→ **GOAL OF THE EXERCISE**
Images must not appear in your copy; reproduce every other part of the records exactly.

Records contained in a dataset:
● ● ●
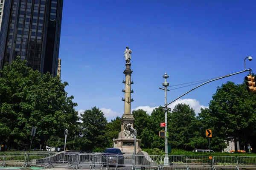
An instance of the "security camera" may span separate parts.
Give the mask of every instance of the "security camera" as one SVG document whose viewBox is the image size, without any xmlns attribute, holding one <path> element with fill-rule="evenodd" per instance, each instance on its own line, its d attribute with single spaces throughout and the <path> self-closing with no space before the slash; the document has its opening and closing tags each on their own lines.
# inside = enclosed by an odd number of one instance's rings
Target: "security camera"
<svg viewBox="0 0 256 170">
<path fill-rule="evenodd" d="M 248 57 L 248 60 L 249 60 L 249 61 L 251 61 L 251 60 L 253 60 L 253 57 L 250 57 L 250 56 L 249 56 Z"/>
</svg>

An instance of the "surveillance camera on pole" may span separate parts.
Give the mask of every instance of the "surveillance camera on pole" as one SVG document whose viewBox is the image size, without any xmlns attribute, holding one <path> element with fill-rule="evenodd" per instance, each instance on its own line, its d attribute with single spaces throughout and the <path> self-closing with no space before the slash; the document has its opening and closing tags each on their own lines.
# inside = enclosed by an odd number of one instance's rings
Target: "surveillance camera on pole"
<svg viewBox="0 0 256 170">
<path fill-rule="evenodd" d="M 166 73 L 164 74 L 164 75 L 163 76 L 163 77 L 164 78 L 164 82 L 163 83 L 163 86 L 164 87 L 164 88 L 160 88 L 160 89 L 164 90 L 164 96 L 165 96 L 165 101 L 164 101 L 164 107 L 163 108 L 163 110 L 165 111 L 164 114 L 164 120 L 165 123 L 165 157 L 163 160 L 163 164 L 164 165 L 169 165 L 169 158 L 168 157 L 168 139 L 167 137 L 167 112 L 169 111 L 170 109 L 167 108 L 167 91 L 170 91 L 169 90 L 167 89 L 167 87 L 169 86 L 169 83 L 167 82 L 167 78 L 169 77 L 169 76 L 167 75 Z"/>
</svg>

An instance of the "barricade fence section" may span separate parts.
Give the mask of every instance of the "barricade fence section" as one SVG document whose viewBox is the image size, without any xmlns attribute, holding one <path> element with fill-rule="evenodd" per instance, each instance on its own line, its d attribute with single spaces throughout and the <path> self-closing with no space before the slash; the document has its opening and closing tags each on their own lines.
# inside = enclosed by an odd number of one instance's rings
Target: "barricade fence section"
● ● ●
→ **FINISHED ANSWER**
An instance of the "security camera" may span separate parts.
Give the mask of every instance of the "security camera" as one SVG document whose viewBox is the image size, without any xmlns attribute, holding one <path> element with fill-rule="evenodd" per instance, each instance on its own line, its d attribute with single spaces throughout and the <path> self-closing with no space before the slash; the document has its opening and closing tags each on their own lines.
# inside = enclosed by an odd number of one instance's rings
Target: "security camera"
<svg viewBox="0 0 256 170">
<path fill-rule="evenodd" d="M 248 57 L 248 60 L 249 60 L 249 61 L 251 61 L 251 60 L 253 60 L 253 57 L 250 57 L 250 56 L 249 56 Z"/>
</svg>

An instance of the "surveillance camera on pole" may span separate parts.
Give the mask of every instance of the "surveillance camera on pole" as one SVG document whose viewBox is the image size, without any xmlns attribute, holding one <path> element with fill-rule="evenodd" per instance, each instance on its own line, its d attribute with single spaces throughout and the <path> self-closing with no space before the slash; the document has its opening and closing tags each on their own lines.
# inside = enclosed by an odd number of one instance's rings
Target: "surveillance camera on pole"
<svg viewBox="0 0 256 170">
<path fill-rule="evenodd" d="M 166 73 L 164 74 L 164 75 L 163 76 L 163 77 L 164 78 L 164 82 L 163 83 L 163 86 L 164 87 L 164 88 L 160 88 L 160 89 L 164 90 L 164 96 L 165 96 L 165 101 L 164 101 L 164 107 L 163 108 L 163 110 L 165 111 L 164 114 L 164 120 L 165 123 L 165 157 L 163 160 L 163 164 L 164 165 L 169 165 L 169 158 L 168 157 L 168 139 L 167 137 L 167 112 L 169 111 L 170 109 L 167 108 L 167 91 L 170 91 L 169 90 L 167 89 L 167 87 L 169 86 L 169 83 L 167 82 L 167 78 L 169 77 L 169 76 L 167 75 Z"/>
</svg>

An instance of the "barricade fence section" may span separate parts.
Give the mask of every instance of the "barricade fence section" as one SVG document whose viewBox is the image size, without any xmlns attribute, holding one <path> element with fill-rule="evenodd" per instance, each instance on its own line, its d attribute with single spaces throughout and the <path> self-closing with no space before the slash; the document has its opening and closing tags each on their own lines.
# inside = enclosed by an odd number of one instance's rings
Target: "barricade fence section"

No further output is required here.